EXERCISE: Copy out every record precisely.

** Opening DATA TO USE block **

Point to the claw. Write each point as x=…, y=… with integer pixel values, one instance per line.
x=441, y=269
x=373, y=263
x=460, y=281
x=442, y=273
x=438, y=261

** Closing DATA TO USE block **

SOLUTION TO THE EXERCISE:
Point to the claw. Write each point as x=…, y=… with integer pixel values, one instance per line.
x=441, y=269
x=373, y=263
x=460, y=281
x=442, y=273
x=438, y=261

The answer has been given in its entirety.